◆ Exercise description
Filtering the records below, copy only those lines that include the word "gray".

------ Task data ------

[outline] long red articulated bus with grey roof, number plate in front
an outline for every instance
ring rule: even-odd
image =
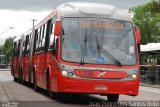
[[[137,96],[140,31],[112,5],[70,2],[15,39],[14,80],[58,93]]]

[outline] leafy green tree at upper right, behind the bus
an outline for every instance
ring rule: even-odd
[[[129,10],[141,30],[141,44],[160,42],[160,0],[151,1]]]

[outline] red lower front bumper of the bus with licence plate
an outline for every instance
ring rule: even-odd
[[[90,80],[62,77],[58,80],[58,92],[86,94],[126,94],[137,96],[139,78],[135,80]]]

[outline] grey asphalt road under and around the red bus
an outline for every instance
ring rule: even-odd
[[[35,92],[30,86],[14,82],[10,70],[0,69],[0,107],[108,107],[106,99],[106,96],[99,95],[65,94],[52,100],[44,90]],[[123,102],[127,106],[135,106],[139,101],[143,105],[154,103],[160,106],[160,89],[140,86],[139,96],[120,95],[119,98],[119,104]]]

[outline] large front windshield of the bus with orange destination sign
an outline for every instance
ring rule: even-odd
[[[133,26],[130,22],[98,18],[62,20],[63,61],[110,65],[136,64]]]

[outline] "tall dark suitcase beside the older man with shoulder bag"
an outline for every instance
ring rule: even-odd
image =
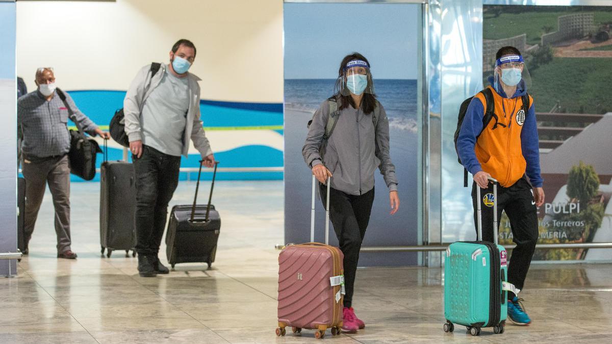
[[[100,245],[102,255],[110,258],[114,250],[125,250],[125,256],[136,246],[136,179],[134,165],[108,161],[100,166]],[[136,251],[132,252],[136,256]]]

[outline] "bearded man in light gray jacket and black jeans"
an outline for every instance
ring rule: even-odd
[[[189,141],[204,165],[212,167],[215,161],[200,119],[200,78],[187,72],[195,55],[192,42],[177,41],[170,64],[160,65],[155,75],[151,65],[143,67],[125,95],[125,133],[136,171],[138,273],[143,277],[169,272],[157,255]]]

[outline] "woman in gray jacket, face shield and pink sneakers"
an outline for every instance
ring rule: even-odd
[[[302,154],[320,182],[324,206],[330,178],[330,219],[344,254],[342,329],[355,333],[365,326],[352,307],[353,286],[374,201],[376,168],[389,189],[390,214],[400,206],[395,166],[389,155],[389,120],[376,100],[370,63],[361,54],[342,59],[335,94],[315,112]]]

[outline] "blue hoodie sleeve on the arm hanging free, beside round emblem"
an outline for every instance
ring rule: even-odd
[[[542,187],[543,179],[540,175],[540,147],[537,136],[537,123],[535,121],[535,107],[533,103],[527,111],[527,116],[521,130],[521,149],[527,162],[526,173],[534,187]]]

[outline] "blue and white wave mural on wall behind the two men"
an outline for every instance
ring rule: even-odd
[[[84,114],[108,130],[116,110],[123,107],[125,91],[67,91]],[[239,103],[202,100],[200,102],[206,136],[220,164],[219,180],[283,179],[283,105],[282,103]],[[103,140],[96,138],[100,146]],[[108,159],[122,160],[123,147],[108,141]],[[131,157],[129,157],[131,160]],[[181,180],[198,178],[200,153],[190,146],[188,159],[181,161]],[[97,157],[97,165],[103,155]],[[204,169],[203,180],[212,178]],[[94,181],[99,181],[99,174]],[[72,181],[83,181],[72,176]]]

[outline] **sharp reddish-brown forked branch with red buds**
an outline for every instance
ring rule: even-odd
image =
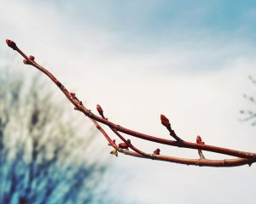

------

◆ Solution to this problem
[outline] "bearded man in light gray jacket and black jeans"
[outline] "woman in gray jacket, face shield and pink sneakers"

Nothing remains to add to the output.